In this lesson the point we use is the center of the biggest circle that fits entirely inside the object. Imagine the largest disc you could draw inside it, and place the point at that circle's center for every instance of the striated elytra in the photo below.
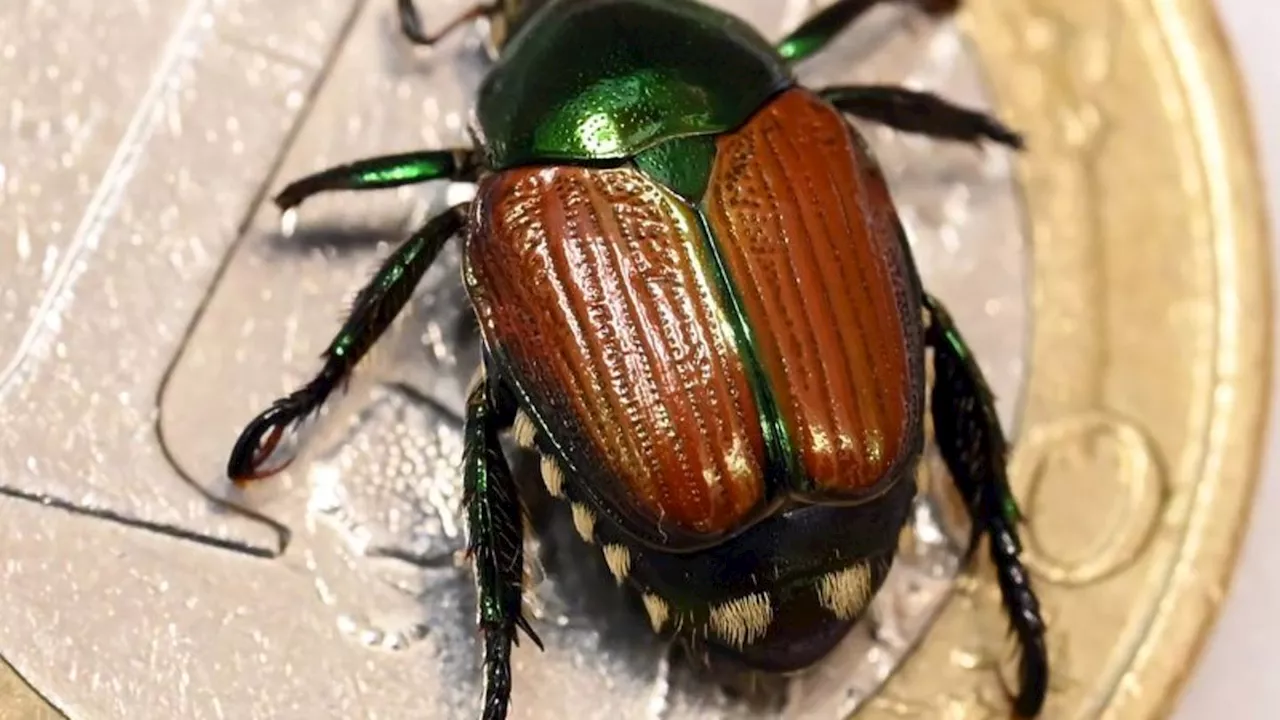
(698, 304)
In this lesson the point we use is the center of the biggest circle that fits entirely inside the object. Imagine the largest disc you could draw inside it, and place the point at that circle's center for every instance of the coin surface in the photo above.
(1112, 281)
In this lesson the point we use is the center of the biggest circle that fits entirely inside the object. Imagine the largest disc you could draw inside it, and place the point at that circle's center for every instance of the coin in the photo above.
(1136, 441)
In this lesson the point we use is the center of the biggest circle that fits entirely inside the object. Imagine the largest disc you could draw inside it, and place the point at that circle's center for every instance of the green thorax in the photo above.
(606, 80)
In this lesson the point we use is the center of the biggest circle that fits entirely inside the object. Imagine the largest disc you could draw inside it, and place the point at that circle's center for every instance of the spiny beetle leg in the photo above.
(816, 32)
(496, 540)
(411, 21)
(384, 172)
(373, 311)
(920, 113)
(976, 452)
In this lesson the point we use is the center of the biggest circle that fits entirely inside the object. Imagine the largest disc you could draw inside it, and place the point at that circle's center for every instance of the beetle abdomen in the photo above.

════

**Exercise objective**:
Which lines run from the one containing "coin in the photo above." through the end of the material? Output exactly those lines and no others.

**Response to the task**:
In this lesson the point we use is the center of the biggest circle that fits entirely inside the object. Imagine the largest disc you could draw inside it, and place the point at that circle's center for every instance of the coin in the photo above.
(1136, 441)
In this lesson the point we use is the center of the biggest circle that fits entirely inside the object. Imagine the largest disc you could draw inside it, and place the point at that circle's center for every instance of the green thorax in the photo above.
(606, 80)
In this lesson the point we use is the center of the biggest circle that fits entirely inside the object. Imagine the largest disc you could draw inside it, and place the point at that circle's center for every instance of the spiny beetle leg in the photo above.
(816, 32)
(496, 540)
(411, 21)
(384, 172)
(373, 311)
(920, 113)
(976, 452)
In this lesson the point we use is the center of the biggest circle that fits entirely inside the object. Imagine the largest disc you could draw inside it, and place the point at that circle's center for every instance of the beetle abdomen in the photo above.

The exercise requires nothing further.